List of tasks:
A: Answer these questions using the text on Dachshund behavior:
(i) What should an owner do instead of scolding a Dachshund after an accident?
(ii) In what ways can separation anxiety show itself?
(iii) What possible side effects of begging behavior are listed?
B: Repeat the part of the text on Dachshund behavior starting at "4. Begging for" and ending at "and chronic diarrhea.", word for word.
C: Carry on the text on Dachshund behavior from its last sentence.

Exercise passage:
····················

If your Dachshund has an accident, don’t scold them. Instead, clean up the mess and start fresh. That way, you can successfully housebreak your dog and minimize behavior problems in the future.
3. Separation Anxiety
Dachshunds are prone to developing separation anxiety if you leave them unsupervised for longer periods. The behavioral problem can manifest in various ways, including gnawing, seclusion, barking, nipping, and biting.
What To Do?
Create a safe and comfortable environment for your dogs while you’re gone. That could mean providing them with toys to keep them busy. If you’re going to be away for days, plan and look into getting a dog sitter.
In addition, consider increasing the time that you leave them alone. Start with short intervals and gradually increase the amount of time your pet is alone. That will allow them to become more accustomed to being without you and build the confidence necessary to handle longer absences.
Make them understand that you need some time at home and that they shouldn’t be accompanying you everywhere. You should also give them adequate attention and exercise when together. Playing games and cuddling are excellent ways to relax your pet when leaving them alone.
4. Begging for Food
Dachshund’s enticing expressions, which promote begging, may be hard for you to ignore. Unfortunately, most dog owners reward their pets’ begging behavior by feeding them at the table. The behavior’s possible side effects include being overweight, gastrointestinal issues, and chronic diarrhea.

····················

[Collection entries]
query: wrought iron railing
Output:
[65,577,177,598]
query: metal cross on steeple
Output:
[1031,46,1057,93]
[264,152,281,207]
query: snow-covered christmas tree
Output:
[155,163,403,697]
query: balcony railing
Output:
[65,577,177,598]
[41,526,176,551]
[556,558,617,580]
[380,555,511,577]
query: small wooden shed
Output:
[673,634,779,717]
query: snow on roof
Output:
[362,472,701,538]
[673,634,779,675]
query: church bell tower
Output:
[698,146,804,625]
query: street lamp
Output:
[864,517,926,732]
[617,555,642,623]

····················

Answers by item number:
A:
(i) Clean up the mess and start fresh.
(ii) Gnawing, seclusion, barking, nipping, and biting.
(iii) Being overweight, gastrointestinal issues, and chronic diarrhea.

B:
4. Begging for Food
Dachshund’s enticing expressions, which promote begging, may be hard for you to ignore. Unfortunately, most dog owners reward their pets’ begging behavior by feeding them at the table. The behavior’s possible side effects include being overweight, gastrointestinal issues, and chronic diarrhea.

C:
What To Do?
You should avoid making eye contact with your dog or giving in to their pleading eyes. It may be difficult to ignore your dog when begging for food, but staying consistent is essential. That will help your Dachshund understand that begging won’t get them what they want.
It would be best if you also fed your dog on a schedule. If they’re used to being fed whenever they beg, they may not realize there’s a regular feeding time. Ensure they know when mealtime is by offering food throughout the day.
Alternatively, you can give your dog something else to do when you’re having your meals instead of staying at the table begging. Consider putting your dog’s bowl near the table during mealtime to help them think they’re dining with you. You may also keep your Dachshund in their crate or room while eating so they won’t disturb you.
Chewing is a normal behavior for dogs, including Dachshunds. However, excessive chewing isn’t desirable, as it can cause damage to your belongings and potentially harm your dog. It can cause dental problems for the dog, including tooth decay or tooth loss.
Moreover, if your dog is chewing on something they’re not supposed to, they could ingest it. That may induce choking and other digestive problems.
What To Do?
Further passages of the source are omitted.